EXCERTO DO DOCUMENTO:

Mil obrigados aos editores e à família. Milhões de obrigados a Hugo Tiago, Leonor Pinela e Paulo Gonçalves, honra de ser vosso amigo.
O Pepe
Atualmente desempenho funções de ajudante autorizado
de notário, e estava a trabalhar num cartório quando recebi o convite para
escrever um texto sobre o Pepe.
Imaginem um tipo que, ainda adolescente, tenha estado
numas festas com o Jim Morrison, e anos depois, prosseguindo uma carreira no
ramo segurador, é convidado para escrever sobre o líder dos “The Doors”.
É que foi um pouco assim que eu me senti, perante a
perspetiva de escrever sobre uma figura dionisíaca como é o Pepe. Ou seja: eu
estava lá, e até li Aldous Huxley, mas agora sou um burocrata.
Mas não passou de um ataque de autocomiseração, que
acabei por ultrapassar.
E, indo direito ao que interessa, pensei em resumir a
coisa em duas frases curtas:
1) O
Pepe apresentou-me a obra de Ray Bradbury (Crónicas Marcianas, na coleção
Caminho de Bolso);
2) Razão
pela qual estou profundamente agradecido.
Caso estas referências não representem grande coisa
para vós, queridos leitores, “Ray Bradbury”, “Crónicas Marcianas” ou a “Coleção
Caminho de Bolso”, não se preocupem.
Mas, por favor, depois de lerem este livro, leiam
outros: estão a precisar de ler mais!
Enfim, mas isto não diria grande coisa ao público em
geral, mesmo explicando que o que quero dizer com isto é que o Pepe agarrou num
miúdo inculto e inexperiente (e imberbe!) e mostrou-lhe que livros ler, que
música ouvir e que filmes ver (a ante-estreia do “La Bamba” na Cinemateca é
matéria para a mitologia urbana).
Ainda assim, talvez ajude se for explicado que a
realidade dos anos 80 era um pouco diferente.

LISTAGEM EM BRUTO:
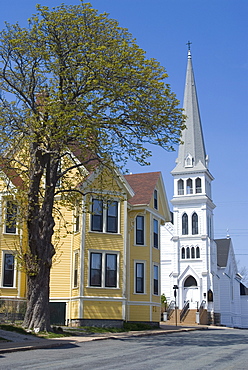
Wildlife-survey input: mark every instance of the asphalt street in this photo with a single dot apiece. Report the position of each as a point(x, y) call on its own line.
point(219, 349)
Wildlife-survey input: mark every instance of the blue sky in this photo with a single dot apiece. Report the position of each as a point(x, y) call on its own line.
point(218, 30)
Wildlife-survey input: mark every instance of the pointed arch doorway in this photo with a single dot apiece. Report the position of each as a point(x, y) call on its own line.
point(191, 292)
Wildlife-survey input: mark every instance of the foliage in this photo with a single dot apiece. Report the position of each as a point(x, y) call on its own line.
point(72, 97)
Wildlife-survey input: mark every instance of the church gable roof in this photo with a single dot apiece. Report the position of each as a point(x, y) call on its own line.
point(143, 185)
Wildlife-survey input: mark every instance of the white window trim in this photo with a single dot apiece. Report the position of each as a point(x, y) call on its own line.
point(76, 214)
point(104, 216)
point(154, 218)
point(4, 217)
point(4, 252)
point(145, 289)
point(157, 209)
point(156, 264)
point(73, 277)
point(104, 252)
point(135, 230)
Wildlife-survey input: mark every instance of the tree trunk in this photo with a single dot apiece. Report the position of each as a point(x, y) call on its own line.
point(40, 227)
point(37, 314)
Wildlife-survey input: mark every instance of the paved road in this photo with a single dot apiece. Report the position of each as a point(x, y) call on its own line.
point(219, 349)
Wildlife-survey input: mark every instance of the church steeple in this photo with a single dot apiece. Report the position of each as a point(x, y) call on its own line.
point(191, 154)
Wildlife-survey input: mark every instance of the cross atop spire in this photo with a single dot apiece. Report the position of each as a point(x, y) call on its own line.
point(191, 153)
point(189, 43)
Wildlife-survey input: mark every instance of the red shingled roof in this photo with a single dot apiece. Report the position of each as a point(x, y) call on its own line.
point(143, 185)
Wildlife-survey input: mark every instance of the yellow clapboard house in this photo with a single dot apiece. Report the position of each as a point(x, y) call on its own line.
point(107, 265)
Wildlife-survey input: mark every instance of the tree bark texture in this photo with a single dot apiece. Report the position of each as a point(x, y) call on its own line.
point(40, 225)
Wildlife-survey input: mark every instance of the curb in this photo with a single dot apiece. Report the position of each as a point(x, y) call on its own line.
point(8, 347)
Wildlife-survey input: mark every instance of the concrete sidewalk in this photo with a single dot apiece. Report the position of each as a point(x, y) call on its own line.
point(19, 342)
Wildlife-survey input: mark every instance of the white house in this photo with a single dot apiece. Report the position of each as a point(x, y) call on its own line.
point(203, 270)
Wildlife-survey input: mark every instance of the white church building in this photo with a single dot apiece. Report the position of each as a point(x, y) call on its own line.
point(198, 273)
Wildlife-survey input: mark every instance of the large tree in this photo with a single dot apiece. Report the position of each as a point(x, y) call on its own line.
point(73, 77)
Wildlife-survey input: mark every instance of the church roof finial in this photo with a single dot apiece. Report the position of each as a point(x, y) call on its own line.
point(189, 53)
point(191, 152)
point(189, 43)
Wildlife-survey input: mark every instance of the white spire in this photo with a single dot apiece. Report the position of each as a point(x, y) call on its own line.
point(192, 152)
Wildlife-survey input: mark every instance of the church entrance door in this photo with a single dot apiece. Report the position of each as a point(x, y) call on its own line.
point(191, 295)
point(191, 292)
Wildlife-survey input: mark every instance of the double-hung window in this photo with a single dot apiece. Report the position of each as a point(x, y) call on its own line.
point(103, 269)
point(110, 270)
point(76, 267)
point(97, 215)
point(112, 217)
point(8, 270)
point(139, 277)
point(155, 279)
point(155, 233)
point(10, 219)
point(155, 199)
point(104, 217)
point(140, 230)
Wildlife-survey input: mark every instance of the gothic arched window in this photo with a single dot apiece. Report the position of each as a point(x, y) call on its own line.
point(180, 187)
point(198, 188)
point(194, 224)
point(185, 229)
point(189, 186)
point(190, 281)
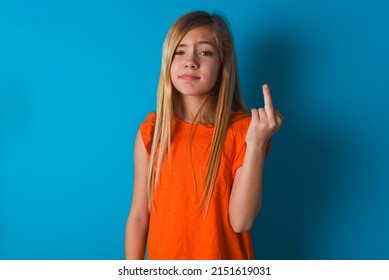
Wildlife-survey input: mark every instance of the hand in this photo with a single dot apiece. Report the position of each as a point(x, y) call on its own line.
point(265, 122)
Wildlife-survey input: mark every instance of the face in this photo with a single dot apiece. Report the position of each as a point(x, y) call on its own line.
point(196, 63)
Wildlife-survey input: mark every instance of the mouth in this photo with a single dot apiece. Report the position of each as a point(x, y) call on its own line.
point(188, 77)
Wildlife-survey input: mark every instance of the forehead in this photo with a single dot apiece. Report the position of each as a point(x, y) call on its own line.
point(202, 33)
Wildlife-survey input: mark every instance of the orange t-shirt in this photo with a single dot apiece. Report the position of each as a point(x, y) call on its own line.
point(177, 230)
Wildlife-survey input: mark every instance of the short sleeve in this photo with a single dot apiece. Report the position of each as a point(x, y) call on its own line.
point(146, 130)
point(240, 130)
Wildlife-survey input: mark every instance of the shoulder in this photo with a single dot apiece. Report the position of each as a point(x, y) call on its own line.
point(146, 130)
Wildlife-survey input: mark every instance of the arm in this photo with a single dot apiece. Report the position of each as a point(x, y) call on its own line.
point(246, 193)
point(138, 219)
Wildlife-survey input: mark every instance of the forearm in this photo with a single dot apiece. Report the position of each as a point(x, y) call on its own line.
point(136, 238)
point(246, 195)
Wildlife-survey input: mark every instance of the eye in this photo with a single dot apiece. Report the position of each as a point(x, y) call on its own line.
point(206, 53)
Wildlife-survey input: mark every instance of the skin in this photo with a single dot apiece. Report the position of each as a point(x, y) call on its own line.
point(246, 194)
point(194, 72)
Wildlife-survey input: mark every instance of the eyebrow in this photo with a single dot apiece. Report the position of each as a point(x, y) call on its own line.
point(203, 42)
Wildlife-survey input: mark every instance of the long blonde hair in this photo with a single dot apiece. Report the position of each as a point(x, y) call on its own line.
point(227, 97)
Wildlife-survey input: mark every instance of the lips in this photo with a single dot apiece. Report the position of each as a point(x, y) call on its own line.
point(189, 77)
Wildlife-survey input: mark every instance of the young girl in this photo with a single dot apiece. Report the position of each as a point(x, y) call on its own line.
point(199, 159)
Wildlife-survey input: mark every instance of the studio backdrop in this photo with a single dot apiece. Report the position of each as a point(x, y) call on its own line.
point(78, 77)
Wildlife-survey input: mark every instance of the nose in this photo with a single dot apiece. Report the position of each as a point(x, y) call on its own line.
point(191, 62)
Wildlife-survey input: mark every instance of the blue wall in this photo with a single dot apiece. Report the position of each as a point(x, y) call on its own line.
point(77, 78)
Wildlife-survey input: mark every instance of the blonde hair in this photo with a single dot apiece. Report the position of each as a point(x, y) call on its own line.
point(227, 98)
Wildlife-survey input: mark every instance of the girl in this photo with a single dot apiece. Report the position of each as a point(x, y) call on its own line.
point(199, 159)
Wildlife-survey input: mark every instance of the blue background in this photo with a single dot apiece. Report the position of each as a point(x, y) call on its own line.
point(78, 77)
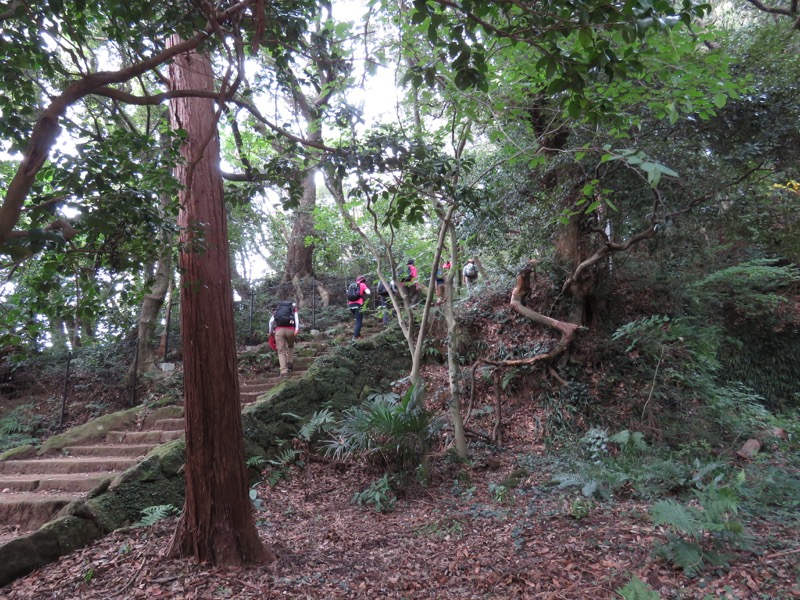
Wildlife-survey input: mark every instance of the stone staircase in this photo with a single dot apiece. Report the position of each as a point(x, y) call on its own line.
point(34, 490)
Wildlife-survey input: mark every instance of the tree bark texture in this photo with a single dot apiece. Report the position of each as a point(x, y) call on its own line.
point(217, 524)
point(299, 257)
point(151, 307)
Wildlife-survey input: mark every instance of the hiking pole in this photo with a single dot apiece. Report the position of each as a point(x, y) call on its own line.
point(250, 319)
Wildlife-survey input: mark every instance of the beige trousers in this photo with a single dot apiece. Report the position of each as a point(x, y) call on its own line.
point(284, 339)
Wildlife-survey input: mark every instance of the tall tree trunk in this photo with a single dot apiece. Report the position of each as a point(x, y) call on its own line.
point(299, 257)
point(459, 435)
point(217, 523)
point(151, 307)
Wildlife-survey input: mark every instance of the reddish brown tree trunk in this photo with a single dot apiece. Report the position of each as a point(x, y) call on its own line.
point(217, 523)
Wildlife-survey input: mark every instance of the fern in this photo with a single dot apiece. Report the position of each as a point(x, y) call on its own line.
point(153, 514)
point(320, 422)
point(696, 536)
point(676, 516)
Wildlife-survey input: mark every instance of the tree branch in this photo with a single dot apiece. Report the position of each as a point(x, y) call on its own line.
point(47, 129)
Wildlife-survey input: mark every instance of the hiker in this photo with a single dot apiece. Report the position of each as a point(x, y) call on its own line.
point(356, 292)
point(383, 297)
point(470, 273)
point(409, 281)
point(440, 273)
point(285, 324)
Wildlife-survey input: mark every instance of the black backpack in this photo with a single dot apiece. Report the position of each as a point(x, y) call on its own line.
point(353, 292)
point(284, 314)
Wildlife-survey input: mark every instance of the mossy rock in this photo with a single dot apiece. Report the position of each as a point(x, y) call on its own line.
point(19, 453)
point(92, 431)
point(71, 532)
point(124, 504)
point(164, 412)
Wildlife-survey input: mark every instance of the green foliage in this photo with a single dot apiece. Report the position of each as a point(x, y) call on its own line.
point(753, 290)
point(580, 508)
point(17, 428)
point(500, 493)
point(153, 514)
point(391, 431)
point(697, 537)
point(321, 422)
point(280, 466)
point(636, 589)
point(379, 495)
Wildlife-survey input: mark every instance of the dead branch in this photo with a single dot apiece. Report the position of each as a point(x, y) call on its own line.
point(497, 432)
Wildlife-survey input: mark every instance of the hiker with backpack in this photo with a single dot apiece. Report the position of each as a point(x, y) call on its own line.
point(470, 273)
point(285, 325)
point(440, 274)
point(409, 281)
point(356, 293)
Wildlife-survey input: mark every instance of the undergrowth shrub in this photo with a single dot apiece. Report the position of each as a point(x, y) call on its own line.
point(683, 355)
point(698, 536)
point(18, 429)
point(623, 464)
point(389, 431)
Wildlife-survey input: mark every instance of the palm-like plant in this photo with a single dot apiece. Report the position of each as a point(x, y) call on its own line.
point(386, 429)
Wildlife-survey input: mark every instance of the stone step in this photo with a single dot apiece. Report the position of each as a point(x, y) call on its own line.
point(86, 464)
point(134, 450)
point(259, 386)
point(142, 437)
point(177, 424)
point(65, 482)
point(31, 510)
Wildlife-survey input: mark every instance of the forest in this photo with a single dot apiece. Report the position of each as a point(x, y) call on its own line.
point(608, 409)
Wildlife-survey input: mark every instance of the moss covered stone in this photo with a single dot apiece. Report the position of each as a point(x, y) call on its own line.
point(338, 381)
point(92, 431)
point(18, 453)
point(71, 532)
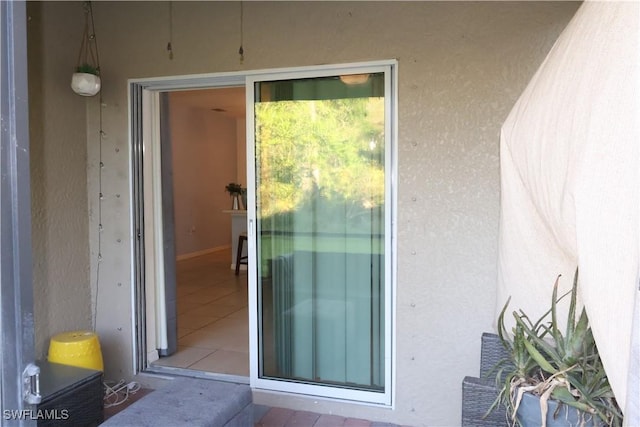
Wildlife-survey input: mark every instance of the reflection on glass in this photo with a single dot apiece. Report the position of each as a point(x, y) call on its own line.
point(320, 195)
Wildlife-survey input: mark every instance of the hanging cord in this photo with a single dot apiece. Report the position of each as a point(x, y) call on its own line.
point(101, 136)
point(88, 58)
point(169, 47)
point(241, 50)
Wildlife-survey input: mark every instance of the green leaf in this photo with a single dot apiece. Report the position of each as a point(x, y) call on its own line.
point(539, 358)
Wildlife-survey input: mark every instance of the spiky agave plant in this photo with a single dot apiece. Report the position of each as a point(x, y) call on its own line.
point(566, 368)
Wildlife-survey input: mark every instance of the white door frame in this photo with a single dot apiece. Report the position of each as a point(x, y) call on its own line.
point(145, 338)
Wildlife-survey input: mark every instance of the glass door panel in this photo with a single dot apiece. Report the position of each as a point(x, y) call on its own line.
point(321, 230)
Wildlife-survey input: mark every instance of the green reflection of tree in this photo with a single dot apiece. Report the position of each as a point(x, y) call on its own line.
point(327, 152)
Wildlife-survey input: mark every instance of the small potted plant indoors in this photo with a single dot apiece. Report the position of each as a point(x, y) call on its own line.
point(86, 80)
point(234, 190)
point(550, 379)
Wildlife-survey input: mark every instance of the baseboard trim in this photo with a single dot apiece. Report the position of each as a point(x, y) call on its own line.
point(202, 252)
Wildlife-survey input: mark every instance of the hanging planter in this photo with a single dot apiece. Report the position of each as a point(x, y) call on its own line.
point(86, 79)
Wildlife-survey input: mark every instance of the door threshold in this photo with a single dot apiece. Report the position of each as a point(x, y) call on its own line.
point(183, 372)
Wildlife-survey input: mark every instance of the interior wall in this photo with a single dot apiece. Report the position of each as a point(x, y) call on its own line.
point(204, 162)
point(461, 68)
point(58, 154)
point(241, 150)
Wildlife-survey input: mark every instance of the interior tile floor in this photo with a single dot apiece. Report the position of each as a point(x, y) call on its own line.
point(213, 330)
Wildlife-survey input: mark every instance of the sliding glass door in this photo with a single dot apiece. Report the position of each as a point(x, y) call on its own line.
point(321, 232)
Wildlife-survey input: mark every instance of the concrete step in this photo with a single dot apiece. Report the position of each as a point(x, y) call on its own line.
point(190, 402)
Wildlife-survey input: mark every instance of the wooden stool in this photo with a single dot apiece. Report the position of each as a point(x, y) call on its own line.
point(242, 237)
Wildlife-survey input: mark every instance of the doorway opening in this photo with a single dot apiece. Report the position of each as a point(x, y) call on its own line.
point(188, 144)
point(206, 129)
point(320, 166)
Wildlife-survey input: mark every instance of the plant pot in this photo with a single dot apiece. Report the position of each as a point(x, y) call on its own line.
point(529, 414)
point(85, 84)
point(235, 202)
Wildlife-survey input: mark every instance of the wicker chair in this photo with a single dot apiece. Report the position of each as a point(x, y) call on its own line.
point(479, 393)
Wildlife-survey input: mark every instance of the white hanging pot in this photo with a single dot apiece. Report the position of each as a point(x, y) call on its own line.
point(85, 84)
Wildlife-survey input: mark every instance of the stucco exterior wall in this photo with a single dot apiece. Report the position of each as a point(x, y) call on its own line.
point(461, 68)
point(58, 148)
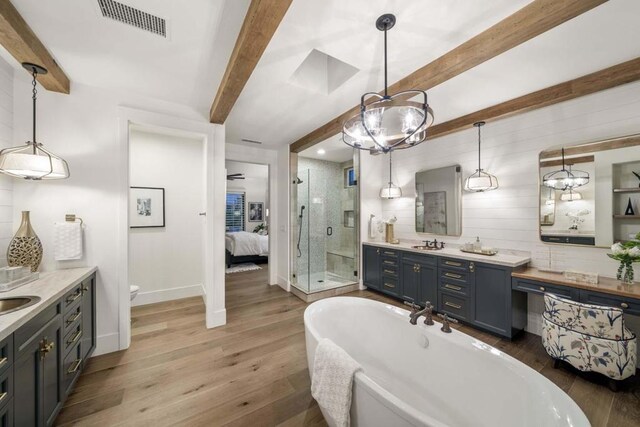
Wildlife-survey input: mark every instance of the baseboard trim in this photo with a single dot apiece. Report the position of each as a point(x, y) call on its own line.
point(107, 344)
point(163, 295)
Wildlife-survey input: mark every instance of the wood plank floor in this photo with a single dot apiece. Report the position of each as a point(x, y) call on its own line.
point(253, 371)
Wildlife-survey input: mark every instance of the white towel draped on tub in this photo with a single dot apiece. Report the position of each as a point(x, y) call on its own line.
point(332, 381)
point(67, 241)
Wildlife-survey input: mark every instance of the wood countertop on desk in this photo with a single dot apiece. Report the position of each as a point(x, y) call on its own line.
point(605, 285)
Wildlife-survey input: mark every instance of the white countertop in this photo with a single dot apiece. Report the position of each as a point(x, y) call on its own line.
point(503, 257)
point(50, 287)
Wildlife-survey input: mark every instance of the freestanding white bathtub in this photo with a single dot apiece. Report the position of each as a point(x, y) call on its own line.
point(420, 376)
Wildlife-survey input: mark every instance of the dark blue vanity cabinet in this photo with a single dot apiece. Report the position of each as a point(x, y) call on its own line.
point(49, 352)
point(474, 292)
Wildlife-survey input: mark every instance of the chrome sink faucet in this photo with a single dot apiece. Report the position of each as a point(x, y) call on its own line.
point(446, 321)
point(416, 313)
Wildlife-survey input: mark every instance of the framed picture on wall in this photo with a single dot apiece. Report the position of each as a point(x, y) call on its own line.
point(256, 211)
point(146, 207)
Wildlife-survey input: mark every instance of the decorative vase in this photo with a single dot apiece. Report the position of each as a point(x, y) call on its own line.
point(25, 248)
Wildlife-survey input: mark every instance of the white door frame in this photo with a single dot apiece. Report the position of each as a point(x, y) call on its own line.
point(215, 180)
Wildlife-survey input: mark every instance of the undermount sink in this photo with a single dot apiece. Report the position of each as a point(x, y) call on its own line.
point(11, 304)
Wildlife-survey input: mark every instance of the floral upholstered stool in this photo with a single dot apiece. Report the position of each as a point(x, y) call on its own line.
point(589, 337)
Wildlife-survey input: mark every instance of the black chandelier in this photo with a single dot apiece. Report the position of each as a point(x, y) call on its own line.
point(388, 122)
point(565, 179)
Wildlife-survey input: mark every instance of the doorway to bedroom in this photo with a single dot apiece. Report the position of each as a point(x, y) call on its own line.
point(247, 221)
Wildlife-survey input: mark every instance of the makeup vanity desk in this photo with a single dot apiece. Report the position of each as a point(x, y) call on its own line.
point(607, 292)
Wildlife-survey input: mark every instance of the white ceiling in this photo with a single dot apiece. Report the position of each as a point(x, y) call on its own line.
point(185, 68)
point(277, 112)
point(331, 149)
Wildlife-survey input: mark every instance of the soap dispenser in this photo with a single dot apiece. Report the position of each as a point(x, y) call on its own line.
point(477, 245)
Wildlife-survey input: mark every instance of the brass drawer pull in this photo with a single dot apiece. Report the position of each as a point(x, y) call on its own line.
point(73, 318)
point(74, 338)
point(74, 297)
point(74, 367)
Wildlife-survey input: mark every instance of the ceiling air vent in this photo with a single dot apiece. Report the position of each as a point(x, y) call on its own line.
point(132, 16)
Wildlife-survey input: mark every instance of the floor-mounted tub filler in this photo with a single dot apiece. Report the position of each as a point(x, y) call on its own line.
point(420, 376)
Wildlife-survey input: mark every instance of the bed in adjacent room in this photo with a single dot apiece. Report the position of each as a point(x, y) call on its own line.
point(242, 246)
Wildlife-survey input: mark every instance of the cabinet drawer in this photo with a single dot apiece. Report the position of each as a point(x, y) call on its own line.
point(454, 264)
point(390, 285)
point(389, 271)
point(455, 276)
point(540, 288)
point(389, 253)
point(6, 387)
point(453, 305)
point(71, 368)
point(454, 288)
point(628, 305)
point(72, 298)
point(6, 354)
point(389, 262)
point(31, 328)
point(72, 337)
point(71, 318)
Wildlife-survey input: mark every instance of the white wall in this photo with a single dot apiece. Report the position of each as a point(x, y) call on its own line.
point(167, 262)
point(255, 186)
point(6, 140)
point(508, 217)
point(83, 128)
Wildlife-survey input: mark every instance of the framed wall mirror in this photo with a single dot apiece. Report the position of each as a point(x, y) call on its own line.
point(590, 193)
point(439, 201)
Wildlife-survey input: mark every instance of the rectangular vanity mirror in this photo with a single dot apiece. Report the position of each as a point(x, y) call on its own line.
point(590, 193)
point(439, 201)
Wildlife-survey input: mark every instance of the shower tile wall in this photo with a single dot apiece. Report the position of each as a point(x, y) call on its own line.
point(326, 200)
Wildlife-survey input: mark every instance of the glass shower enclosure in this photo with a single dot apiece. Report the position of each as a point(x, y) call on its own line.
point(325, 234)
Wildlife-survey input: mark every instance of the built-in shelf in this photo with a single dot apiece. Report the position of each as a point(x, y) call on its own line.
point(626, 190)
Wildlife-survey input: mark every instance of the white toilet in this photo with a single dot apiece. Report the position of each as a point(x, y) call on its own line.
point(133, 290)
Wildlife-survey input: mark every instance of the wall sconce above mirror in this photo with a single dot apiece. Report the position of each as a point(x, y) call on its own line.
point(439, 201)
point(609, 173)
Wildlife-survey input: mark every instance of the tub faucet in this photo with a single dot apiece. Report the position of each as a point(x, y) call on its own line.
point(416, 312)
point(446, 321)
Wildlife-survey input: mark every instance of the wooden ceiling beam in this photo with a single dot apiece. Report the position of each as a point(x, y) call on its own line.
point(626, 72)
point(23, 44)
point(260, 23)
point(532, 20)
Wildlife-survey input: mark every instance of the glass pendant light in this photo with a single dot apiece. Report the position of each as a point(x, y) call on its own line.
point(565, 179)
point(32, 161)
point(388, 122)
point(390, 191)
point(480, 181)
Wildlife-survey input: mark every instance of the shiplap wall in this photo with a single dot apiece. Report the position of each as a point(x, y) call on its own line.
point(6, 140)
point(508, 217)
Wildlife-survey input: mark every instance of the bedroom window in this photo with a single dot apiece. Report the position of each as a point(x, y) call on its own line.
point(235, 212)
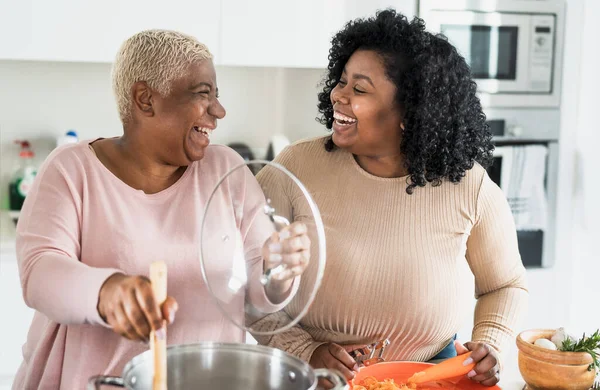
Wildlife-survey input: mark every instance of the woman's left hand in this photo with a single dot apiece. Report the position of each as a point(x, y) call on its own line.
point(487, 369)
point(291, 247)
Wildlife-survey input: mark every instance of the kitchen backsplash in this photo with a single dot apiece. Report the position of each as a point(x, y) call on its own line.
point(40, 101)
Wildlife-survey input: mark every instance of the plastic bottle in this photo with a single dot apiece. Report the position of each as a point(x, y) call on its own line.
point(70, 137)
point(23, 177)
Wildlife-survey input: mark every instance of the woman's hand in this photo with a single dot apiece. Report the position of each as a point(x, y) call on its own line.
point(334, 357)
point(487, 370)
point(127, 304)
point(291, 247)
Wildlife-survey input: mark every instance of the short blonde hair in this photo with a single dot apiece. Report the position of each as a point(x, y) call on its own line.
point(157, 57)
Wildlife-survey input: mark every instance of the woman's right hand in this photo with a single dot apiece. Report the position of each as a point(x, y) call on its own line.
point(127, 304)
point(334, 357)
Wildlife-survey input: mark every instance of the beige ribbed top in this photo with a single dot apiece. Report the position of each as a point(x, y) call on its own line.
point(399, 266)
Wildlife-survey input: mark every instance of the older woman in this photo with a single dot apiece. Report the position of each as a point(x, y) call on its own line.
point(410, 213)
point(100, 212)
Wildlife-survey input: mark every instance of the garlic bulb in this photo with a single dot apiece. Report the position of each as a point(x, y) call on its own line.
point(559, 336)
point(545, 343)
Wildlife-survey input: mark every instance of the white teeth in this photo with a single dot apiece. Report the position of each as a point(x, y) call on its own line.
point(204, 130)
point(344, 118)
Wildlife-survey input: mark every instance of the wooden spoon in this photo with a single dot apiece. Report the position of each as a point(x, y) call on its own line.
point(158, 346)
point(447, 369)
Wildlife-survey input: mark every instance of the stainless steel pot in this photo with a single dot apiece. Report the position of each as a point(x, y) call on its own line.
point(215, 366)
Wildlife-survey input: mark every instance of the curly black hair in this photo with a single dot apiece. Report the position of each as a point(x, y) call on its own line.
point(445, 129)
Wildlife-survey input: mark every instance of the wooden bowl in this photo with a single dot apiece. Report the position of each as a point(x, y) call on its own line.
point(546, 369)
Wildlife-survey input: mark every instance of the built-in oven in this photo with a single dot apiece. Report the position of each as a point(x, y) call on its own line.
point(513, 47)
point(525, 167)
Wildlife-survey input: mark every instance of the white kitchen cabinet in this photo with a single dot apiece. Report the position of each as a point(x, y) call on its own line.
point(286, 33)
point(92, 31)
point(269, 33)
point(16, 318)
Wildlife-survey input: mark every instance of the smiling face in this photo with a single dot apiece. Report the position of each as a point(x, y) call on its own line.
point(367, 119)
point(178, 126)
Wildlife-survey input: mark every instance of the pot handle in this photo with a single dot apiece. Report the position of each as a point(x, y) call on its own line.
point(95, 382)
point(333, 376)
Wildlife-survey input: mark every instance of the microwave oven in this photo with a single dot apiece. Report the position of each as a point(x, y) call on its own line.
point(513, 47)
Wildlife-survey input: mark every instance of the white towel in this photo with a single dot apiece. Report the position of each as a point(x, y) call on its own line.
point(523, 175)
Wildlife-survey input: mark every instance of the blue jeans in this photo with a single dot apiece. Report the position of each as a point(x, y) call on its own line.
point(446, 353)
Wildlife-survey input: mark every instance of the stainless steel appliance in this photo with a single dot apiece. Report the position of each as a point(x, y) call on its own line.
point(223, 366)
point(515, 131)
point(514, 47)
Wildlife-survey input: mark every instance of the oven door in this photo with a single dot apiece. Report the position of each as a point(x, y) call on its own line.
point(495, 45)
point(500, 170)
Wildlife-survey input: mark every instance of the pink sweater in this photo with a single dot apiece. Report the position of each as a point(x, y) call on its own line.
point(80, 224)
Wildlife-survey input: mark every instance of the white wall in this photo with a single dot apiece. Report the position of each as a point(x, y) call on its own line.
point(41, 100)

INSTRUÇÕES DA TAREFA: Reproduza textualmente a passagem do texto sobre o Pepe que começa em "E, indo direito" e prossegue até "estou profundamente agradecido.".

RESOLUÇÃO DETALHADA:
E, indo direito ao que interessa, pensei em resumir a
coisa em duas frases curtas:
1) O
Pepe apresentou-me a obra de Ray Bradbury (Crónicas Marcianas, na coleção
Caminho de Bolso);
2) Razão
pela qual estou profundamente agradecido.